* [Given request] Quote word for word every line from the one containing "Would you be able to mark the doorway" through the last of the lines.

(Rows from a pointing dataset)
· · · · ·

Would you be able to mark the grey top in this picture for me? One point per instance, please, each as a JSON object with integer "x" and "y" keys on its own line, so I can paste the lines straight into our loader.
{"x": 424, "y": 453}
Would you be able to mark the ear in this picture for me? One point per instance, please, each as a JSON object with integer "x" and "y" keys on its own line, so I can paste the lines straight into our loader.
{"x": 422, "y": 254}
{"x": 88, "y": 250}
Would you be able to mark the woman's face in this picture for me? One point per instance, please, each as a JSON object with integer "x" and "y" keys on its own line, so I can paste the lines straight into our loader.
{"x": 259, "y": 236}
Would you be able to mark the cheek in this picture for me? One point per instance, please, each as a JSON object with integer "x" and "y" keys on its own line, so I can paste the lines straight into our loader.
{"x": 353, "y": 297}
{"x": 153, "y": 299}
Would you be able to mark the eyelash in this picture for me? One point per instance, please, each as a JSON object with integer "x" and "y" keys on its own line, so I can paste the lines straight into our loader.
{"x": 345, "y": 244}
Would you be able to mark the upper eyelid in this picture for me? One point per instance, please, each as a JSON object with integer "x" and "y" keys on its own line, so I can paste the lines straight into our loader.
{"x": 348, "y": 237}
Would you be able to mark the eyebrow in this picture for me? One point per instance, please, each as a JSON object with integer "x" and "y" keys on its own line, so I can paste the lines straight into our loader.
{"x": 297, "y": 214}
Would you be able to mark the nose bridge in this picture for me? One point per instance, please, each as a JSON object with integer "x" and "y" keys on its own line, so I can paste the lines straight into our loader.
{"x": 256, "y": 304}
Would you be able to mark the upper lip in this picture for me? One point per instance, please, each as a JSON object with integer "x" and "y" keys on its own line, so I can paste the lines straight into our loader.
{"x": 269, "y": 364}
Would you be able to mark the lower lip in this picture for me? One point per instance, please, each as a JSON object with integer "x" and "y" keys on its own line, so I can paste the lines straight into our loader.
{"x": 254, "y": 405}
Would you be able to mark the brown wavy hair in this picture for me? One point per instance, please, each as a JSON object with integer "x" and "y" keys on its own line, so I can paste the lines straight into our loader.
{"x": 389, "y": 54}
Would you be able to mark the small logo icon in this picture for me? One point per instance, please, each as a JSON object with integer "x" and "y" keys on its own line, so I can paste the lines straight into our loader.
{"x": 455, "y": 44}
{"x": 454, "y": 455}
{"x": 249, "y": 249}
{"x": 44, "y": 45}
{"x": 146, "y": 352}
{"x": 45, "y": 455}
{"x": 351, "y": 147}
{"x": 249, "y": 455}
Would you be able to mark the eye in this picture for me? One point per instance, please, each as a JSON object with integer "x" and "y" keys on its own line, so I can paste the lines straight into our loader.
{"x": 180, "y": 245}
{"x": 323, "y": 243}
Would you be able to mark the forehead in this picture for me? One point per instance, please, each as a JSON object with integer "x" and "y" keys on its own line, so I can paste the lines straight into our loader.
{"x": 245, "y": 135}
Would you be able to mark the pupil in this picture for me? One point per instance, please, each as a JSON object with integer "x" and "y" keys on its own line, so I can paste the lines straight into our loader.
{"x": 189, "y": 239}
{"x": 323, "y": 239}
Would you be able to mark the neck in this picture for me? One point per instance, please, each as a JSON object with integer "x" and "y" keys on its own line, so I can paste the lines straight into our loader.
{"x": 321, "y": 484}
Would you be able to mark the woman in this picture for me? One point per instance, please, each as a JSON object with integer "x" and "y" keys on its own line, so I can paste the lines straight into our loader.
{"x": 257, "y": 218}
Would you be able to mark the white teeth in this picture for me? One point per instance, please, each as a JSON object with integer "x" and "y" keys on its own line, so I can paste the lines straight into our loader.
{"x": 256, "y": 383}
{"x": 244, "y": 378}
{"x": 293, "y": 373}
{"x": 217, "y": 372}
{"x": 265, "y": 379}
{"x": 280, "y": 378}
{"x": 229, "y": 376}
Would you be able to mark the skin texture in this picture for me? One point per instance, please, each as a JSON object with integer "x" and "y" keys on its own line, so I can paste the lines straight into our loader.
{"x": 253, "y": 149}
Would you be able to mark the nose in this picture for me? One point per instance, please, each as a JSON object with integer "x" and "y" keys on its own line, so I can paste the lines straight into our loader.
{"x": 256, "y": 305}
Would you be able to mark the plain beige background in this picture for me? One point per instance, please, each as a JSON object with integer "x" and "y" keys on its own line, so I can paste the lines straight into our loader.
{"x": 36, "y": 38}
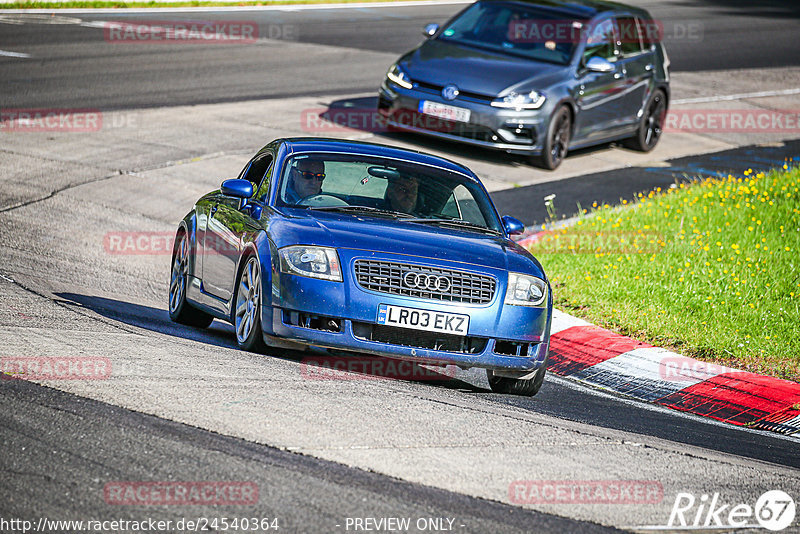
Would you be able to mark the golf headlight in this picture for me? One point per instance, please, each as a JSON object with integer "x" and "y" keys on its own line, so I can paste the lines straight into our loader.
{"x": 397, "y": 76}
{"x": 524, "y": 290}
{"x": 314, "y": 262}
{"x": 518, "y": 101}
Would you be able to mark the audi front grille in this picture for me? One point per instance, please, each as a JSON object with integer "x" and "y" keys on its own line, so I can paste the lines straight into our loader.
{"x": 424, "y": 282}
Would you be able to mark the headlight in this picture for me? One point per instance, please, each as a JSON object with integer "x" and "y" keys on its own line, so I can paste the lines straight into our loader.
{"x": 314, "y": 262}
{"x": 396, "y": 75}
{"x": 532, "y": 100}
{"x": 524, "y": 290}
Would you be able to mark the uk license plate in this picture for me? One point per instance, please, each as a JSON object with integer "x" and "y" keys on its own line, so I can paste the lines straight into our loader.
{"x": 430, "y": 321}
{"x": 443, "y": 111}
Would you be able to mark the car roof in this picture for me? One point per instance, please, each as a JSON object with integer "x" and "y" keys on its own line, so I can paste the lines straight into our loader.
{"x": 580, "y": 9}
{"x": 321, "y": 144}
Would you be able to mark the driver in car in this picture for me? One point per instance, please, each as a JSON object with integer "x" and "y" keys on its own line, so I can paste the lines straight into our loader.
{"x": 305, "y": 180}
{"x": 401, "y": 194}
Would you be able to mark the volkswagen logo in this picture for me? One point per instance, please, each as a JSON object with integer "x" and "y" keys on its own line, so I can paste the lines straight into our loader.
{"x": 450, "y": 92}
{"x": 426, "y": 282}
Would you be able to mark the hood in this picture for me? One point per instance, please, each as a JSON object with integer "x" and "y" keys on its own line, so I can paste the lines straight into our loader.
{"x": 346, "y": 231}
{"x": 477, "y": 71}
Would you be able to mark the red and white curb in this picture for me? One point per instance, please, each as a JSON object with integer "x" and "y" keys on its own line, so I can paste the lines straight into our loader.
{"x": 604, "y": 359}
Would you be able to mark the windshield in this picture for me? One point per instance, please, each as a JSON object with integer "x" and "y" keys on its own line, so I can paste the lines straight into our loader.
{"x": 370, "y": 186}
{"x": 518, "y": 30}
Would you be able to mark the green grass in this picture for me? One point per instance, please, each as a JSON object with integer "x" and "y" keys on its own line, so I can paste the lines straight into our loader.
{"x": 710, "y": 269}
{"x": 92, "y": 4}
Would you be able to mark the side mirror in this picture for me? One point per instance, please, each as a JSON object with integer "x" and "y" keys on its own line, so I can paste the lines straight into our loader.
{"x": 430, "y": 30}
{"x": 598, "y": 64}
{"x": 237, "y": 188}
{"x": 513, "y": 226}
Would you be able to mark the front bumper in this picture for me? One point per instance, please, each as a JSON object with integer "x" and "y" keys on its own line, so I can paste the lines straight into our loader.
{"x": 344, "y": 315}
{"x": 518, "y": 132}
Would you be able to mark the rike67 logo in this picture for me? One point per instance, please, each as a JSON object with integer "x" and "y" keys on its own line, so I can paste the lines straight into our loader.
{"x": 774, "y": 510}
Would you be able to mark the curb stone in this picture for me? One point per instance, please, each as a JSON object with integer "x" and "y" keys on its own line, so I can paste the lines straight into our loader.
{"x": 605, "y": 359}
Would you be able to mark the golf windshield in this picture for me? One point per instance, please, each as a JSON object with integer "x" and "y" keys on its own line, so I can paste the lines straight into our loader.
{"x": 365, "y": 185}
{"x": 516, "y": 29}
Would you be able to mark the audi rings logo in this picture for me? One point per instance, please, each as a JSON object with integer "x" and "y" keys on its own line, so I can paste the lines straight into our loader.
{"x": 450, "y": 92}
{"x": 426, "y": 282}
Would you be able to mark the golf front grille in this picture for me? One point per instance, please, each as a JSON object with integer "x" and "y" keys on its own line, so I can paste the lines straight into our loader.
{"x": 424, "y": 282}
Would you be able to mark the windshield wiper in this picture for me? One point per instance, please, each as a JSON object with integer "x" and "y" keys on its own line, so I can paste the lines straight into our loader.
{"x": 362, "y": 209}
{"x": 459, "y": 223}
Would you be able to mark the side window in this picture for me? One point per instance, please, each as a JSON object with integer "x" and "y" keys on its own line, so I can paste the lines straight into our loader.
{"x": 601, "y": 42}
{"x": 630, "y": 36}
{"x": 256, "y": 171}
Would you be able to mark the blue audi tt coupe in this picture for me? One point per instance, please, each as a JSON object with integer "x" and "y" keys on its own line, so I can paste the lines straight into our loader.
{"x": 365, "y": 248}
{"x": 535, "y": 77}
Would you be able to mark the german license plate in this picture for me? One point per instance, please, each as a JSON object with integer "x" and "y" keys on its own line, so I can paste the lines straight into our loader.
{"x": 443, "y": 111}
{"x": 430, "y": 321}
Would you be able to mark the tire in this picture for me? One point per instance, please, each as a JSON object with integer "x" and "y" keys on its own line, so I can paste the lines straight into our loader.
{"x": 180, "y": 311}
{"x": 650, "y": 125}
{"x": 515, "y": 386}
{"x": 246, "y": 309}
{"x": 556, "y": 144}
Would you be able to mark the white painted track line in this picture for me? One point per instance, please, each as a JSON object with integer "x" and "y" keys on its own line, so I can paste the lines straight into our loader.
{"x": 282, "y": 7}
{"x": 6, "y": 53}
{"x": 740, "y": 96}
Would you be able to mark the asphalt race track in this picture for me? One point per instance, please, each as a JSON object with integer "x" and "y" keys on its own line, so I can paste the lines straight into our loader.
{"x": 185, "y": 405}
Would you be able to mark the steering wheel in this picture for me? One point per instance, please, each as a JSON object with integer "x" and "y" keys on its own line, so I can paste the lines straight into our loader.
{"x": 322, "y": 200}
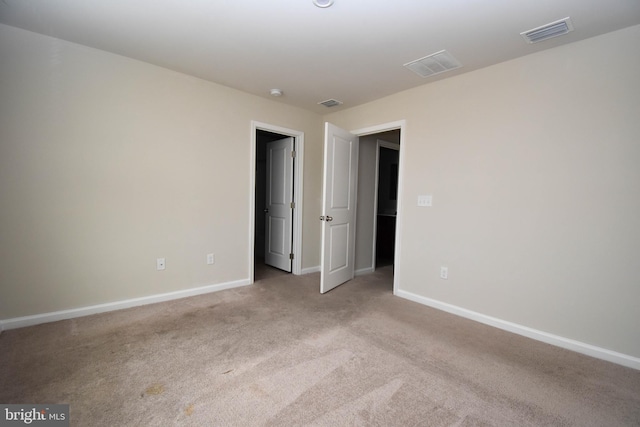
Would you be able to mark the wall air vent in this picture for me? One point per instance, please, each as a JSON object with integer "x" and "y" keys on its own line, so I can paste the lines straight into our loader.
{"x": 330, "y": 103}
{"x": 554, "y": 29}
{"x": 433, "y": 64}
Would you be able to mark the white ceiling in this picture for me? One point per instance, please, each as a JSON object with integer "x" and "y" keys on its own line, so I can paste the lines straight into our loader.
{"x": 353, "y": 51}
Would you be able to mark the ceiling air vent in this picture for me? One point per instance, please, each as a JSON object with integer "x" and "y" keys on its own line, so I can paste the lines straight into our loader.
{"x": 554, "y": 29}
{"x": 433, "y": 64}
{"x": 330, "y": 103}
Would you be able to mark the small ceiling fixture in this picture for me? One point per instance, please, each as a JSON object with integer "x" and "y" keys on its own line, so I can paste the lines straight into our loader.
{"x": 323, "y": 3}
{"x": 554, "y": 29}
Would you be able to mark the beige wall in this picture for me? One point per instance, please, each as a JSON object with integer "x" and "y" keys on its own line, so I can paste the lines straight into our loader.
{"x": 107, "y": 163}
{"x": 534, "y": 169}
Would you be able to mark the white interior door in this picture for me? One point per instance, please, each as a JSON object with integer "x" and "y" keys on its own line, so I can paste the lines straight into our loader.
{"x": 338, "y": 207}
{"x": 278, "y": 206}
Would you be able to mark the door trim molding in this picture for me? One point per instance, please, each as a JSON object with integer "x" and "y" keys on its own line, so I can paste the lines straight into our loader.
{"x": 298, "y": 175}
{"x": 399, "y": 124}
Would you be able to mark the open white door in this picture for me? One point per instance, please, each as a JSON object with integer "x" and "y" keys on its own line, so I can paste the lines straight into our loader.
{"x": 338, "y": 207}
{"x": 278, "y": 206}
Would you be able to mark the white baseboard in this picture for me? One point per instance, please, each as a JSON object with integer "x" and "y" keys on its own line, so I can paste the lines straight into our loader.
{"x": 310, "y": 270}
{"x": 21, "y": 322}
{"x": 558, "y": 341}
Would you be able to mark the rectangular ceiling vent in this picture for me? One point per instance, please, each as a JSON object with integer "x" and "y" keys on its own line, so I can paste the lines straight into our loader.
{"x": 330, "y": 103}
{"x": 433, "y": 64}
{"x": 554, "y": 29}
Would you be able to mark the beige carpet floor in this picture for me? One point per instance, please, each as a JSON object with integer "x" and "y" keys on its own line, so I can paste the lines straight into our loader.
{"x": 280, "y": 354}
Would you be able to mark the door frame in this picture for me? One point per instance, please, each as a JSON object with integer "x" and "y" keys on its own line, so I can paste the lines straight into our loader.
{"x": 401, "y": 125}
{"x": 298, "y": 174}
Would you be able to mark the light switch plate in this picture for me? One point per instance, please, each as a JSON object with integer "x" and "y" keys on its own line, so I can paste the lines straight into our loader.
{"x": 425, "y": 200}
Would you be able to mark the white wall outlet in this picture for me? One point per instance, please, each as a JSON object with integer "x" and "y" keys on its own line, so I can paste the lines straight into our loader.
{"x": 425, "y": 200}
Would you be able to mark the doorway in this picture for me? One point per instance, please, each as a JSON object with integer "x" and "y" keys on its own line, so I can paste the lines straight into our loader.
{"x": 366, "y": 213}
{"x": 274, "y": 226}
{"x": 386, "y": 206}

· · · · ·

* [Response]
Would you be able to mark the doorway in this picture for me? One point per instance, please, each as a JSON object with integer "x" and "y" keys on its own line, so I can paste the lines straight into our loader.
{"x": 366, "y": 213}
{"x": 274, "y": 226}
{"x": 386, "y": 206}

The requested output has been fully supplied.